## Work required:
The entries are to be output word for word, with the pictures omitted.

## Supplied records:

•••••

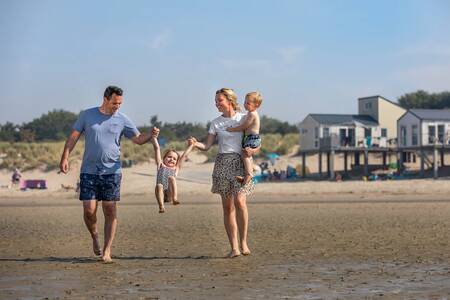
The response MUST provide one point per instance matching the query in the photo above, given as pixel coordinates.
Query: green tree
(9, 132)
(54, 125)
(423, 99)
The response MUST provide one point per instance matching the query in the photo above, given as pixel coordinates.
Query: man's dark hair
(110, 90)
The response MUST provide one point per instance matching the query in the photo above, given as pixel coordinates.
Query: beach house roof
(335, 119)
(431, 114)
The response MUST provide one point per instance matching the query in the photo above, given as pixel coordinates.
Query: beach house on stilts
(351, 136)
(424, 133)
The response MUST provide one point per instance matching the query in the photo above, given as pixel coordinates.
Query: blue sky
(170, 57)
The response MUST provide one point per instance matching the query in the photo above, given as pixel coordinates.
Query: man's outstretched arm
(68, 147)
(143, 138)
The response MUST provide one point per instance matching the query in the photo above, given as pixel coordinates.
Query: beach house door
(351, 137)
(343, 136)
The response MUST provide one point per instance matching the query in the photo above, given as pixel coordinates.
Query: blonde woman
(228, 165)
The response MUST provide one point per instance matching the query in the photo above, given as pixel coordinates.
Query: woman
(228, 165)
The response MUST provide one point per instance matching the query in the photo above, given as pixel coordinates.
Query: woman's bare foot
(245, 250)
(96, 245)
(247, 179)
(244, 179)
(107, 257)
(234, 253)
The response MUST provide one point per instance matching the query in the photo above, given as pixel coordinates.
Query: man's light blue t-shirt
(102, 140)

•••••

## Result for this exercise:
The response MUST provide one point per instance matching the query in the photo above, given as pixel coordinates.
Query: green tree
(9, 132)
(54, 125)
(423, 99)
The response MUST provide one point per instance matching the query in the photo above, given as pixel coordinates.
Query: man's dark hair
(110, 90)
The response MUST provide one point per instance matching the query in the photo above, given as pixel coordinates.
Query: beach house roof
(335, 119)
(431, 114)
The response MUST provide one point per instance matching the query in the photo above, given as pixel coordinates.
Query: beach house on stilts
(351, 136)
(424, 133)
The response MUST provide one point per instance matching the query in the photo above, given as pixel coordinates.
Query: blue sky
(170, 57)
The response MUST provide one point per instance matching the query in the photo above, given as pixel coordinates.
Query: man's outstretched arm
(68, 147)
(143, 138)
The response MUST provide one point per instance matching the query in the photo above, given as pixel coordinates.
Query: beach house door
(351, 137)
(343, 136)
The response MUST provide one point per instance matching the query in the photo above, given as pixel coordinates.
Query: blonde woman
(228, 165)
The response MUST provide one point per instance matching the query in the photo above, given as pixel coordinates.
Query: woman
(228, 165)
The response MUST provide one point per instance matching the query in the photo above, given as pixel coordinates.
Query: woman's bare foot
(245, 250)
(96, 245)
(247, 179)
(244, 179)
(107, 257)
(234, 253)
The response MUST provide one point per instance matching the query in the photo above, given as pixel coordinates.
Query: man's light blue t-shirt
(102, 140)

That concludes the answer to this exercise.